Exercise aim: Continue the forum thread about automatically catching inconsistent hypotheses in Lean, starting after its last post.

Given passage:

================

Michael Rothgang (Sep 23 2024 at 12:17):
#13999 is an in-progress PR adding a linter against e.g. natural number subtraction. As I understand the linter, it would have caught this example.
Jireh Loreaux (Sep 23 2024 at 14:36):
@Tyler Josephson ⚛️ it would certainly be nice to have tooling like in #13999 to find user error automatically. However, do you realize that what you're asking for is not possible in general? That is, by Gödel's incompleteness theorems, it is not possible for Lean (or anything of equivalent proving power) to tell you: "your context is consistent" (even an empty context, because Lean has its own axioms). It can only tell you: "your context is inconsistent because I can prove false", and even then, it has to find a proof of False, which may be arbitrarily hard.
Again, this doesn't preclude things like slim_check or similar to help avoid simple mistakes.
Tyler Josephson ⚛️ (Sep 23 2024 at 15:13):
@Jireh Loreaux Yes, indeed. I bet some amount of decision-making would be needed to decide which cases are worth catching automatically. If there was movement on this, I could check with my group and see what kinds of cases we'd all find useful. For example, catching simple equality / inequality relationships among naturals, rationals, and reals would go pretty far. Here's one example (from here) - making a mistake when writing these down can lead to an inconsistency.
Screenshot-2024-09-23-at-11.11.09AM.png
Jon Eugster (Sep 23 2024 at 18:42):
I wonder how much one could already cover your use-case by a simple macro which runs essentially exfalso; aesop or another strong finisher tactic which can find contradictions:
import Mathlib
example (h : 0 = 1) : Nat.Prime 4 := by
fail_if_success exfalso; aesop -- failure: tactic succeeded
Jonas Bayer (Sep 24 2024 at 13:54):
Some weeks ago I brought up the topic of automatic counterexample finding in a different thread.

================

Records shown:
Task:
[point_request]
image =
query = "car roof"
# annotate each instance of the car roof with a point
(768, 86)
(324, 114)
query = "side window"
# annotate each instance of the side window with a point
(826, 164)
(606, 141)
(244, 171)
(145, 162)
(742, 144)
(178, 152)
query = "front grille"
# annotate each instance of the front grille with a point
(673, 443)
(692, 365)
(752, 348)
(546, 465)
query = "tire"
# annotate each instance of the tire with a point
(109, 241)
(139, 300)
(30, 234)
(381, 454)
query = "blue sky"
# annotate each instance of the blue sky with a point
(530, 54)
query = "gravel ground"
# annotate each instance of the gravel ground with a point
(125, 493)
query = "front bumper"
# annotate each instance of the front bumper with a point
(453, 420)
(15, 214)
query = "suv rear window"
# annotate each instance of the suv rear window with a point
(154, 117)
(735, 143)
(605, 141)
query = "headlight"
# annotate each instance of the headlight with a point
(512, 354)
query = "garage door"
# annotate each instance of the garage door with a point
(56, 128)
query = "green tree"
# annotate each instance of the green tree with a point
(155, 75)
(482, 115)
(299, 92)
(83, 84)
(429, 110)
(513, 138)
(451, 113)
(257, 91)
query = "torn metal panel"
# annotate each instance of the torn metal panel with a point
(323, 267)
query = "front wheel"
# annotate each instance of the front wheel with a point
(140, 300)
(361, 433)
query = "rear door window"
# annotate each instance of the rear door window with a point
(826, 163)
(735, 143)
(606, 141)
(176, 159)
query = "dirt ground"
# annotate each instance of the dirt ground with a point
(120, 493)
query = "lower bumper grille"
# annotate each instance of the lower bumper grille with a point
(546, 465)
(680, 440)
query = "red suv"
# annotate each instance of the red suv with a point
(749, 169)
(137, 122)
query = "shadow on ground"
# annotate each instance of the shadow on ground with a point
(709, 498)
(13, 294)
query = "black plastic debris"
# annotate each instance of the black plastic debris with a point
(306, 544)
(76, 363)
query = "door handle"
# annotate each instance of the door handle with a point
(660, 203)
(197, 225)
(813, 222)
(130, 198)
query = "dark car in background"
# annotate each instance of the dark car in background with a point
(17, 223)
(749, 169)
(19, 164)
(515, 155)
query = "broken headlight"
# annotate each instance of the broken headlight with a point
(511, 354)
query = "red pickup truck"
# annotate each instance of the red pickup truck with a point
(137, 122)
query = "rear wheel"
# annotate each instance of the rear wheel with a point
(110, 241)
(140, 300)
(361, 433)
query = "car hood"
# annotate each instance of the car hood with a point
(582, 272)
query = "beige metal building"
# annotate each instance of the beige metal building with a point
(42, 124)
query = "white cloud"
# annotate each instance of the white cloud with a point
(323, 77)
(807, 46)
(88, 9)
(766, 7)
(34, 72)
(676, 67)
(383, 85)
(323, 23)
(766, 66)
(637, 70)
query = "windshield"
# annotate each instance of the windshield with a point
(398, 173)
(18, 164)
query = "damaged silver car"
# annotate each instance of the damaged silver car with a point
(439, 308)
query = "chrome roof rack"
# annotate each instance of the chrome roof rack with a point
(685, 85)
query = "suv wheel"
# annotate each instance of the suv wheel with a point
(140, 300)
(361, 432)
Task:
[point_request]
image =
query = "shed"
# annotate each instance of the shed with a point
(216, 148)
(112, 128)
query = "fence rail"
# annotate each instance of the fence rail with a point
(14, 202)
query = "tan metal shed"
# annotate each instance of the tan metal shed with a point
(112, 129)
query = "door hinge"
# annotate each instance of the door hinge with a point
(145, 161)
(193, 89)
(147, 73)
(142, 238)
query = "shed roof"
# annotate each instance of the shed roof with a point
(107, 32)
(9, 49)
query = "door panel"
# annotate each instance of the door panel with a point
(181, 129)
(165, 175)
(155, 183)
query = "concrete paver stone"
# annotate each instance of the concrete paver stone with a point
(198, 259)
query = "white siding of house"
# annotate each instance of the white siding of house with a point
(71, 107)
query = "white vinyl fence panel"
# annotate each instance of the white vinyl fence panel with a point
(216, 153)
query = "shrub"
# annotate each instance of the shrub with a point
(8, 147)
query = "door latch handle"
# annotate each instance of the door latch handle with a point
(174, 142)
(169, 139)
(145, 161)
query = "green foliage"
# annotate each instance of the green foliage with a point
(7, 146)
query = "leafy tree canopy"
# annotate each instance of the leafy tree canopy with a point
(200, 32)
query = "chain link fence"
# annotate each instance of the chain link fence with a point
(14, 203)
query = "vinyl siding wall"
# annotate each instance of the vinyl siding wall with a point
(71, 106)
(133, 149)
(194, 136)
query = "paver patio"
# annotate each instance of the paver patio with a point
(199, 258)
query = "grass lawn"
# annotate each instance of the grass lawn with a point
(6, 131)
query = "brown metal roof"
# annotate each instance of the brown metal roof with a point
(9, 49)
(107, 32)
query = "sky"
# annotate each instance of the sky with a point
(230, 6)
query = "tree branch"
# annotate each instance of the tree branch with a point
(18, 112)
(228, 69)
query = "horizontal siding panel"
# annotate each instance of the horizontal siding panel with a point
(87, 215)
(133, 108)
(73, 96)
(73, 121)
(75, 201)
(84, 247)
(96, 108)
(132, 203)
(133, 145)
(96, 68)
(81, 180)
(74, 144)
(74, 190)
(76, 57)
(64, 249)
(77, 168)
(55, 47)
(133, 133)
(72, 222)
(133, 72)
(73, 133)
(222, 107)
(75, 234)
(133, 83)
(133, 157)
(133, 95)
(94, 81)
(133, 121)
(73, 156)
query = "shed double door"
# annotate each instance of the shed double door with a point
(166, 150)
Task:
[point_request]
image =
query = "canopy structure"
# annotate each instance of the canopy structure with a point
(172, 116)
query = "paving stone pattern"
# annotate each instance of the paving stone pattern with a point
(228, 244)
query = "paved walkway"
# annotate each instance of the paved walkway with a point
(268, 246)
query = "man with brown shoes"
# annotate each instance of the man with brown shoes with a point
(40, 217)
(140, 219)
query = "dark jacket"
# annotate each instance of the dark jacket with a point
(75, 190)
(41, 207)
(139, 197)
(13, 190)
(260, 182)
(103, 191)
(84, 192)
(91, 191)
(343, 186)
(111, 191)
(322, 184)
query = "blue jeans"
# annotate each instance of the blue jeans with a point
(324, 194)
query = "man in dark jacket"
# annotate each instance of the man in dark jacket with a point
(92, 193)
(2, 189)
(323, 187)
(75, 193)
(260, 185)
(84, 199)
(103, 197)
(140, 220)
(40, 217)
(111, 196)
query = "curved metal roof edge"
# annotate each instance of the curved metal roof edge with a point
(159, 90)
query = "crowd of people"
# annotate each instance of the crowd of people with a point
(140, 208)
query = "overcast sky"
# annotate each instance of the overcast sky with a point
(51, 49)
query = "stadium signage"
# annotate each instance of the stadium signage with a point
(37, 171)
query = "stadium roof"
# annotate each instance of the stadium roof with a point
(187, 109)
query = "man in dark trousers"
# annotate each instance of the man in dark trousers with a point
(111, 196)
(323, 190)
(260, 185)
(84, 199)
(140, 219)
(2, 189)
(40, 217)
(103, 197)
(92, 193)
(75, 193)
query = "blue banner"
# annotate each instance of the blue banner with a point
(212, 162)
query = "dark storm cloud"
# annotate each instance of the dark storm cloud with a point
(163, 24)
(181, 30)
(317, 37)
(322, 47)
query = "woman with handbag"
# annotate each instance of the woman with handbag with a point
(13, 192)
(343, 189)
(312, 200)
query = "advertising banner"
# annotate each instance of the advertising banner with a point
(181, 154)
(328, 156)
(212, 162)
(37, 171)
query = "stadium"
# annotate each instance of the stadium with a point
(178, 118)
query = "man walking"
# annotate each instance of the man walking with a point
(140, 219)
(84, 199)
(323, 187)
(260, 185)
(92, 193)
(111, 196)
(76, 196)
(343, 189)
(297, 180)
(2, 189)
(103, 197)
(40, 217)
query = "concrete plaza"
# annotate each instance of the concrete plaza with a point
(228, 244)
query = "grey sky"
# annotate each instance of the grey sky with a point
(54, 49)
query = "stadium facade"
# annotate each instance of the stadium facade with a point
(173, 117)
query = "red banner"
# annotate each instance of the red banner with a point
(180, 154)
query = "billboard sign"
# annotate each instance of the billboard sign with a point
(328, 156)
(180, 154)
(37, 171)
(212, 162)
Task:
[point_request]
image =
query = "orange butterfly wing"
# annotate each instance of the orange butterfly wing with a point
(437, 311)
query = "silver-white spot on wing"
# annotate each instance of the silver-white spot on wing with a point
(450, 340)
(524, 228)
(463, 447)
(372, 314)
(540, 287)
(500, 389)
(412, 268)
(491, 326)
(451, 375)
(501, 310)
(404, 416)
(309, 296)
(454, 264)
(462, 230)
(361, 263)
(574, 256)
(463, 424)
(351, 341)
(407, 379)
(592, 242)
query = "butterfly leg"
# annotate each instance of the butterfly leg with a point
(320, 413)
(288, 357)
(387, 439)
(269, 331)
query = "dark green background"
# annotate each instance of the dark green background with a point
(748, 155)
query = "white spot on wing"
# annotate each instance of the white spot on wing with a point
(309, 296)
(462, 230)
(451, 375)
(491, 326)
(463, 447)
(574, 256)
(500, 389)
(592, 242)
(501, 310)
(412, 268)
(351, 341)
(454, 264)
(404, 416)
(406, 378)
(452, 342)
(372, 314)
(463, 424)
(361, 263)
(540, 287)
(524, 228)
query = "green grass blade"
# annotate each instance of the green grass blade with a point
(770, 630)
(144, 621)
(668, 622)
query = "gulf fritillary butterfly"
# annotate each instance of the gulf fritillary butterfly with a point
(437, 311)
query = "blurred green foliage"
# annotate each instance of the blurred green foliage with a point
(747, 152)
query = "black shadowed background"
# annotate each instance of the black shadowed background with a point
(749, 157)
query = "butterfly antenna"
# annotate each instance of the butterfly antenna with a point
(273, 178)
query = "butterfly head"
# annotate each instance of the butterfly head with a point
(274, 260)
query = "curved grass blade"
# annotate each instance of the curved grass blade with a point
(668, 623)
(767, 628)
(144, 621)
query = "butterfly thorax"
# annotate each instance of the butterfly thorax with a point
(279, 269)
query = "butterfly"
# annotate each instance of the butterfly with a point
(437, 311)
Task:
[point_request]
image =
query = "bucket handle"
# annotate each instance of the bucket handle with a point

================

Task answer:
I'd generally be interested in working on this topic and have started reading about Nitpick. It translates the Isabelle problem to Kodkod but I'm not sure if that is still state of the art or if there are now better tools for model finding.
There is also the design question of whether to have a lightweight tool that runs in the background or a more powerful counterexample generator that needs to be run explicitly. Ideally, one could have a single tool that can be run with different settings to achieve both goals, but this might be even harder to come up with...
Kim Morrison (Sep 24 2024 at 22:14):
I'd encourage anyone exploring this to aim for lightweight, extensible, and automatic.
Kim Morrison (Sep 24 2024 at 22:16):
Although it is worth considering that for counterexample finding no proofs are necessary, so an extensible mechanism to hand problems to an unverified SMT solver is perhaps viable. However that worked then require users to have an external tool, which would limit adoption.
Eric Wieser (Sep 25 2024 at 00:48):
If your counterexample doesn't come with a proof it might not be a counterexample after all. Any statement in Lean with junk values is particularly vulnerable to this, as the SMT solver might not model them correctly
Jonas Bayer (Sep 25 2024 at 16:23):
In Isabelle, nitpick can return "found a potentially spurious counterexample" when the example cannot be verified.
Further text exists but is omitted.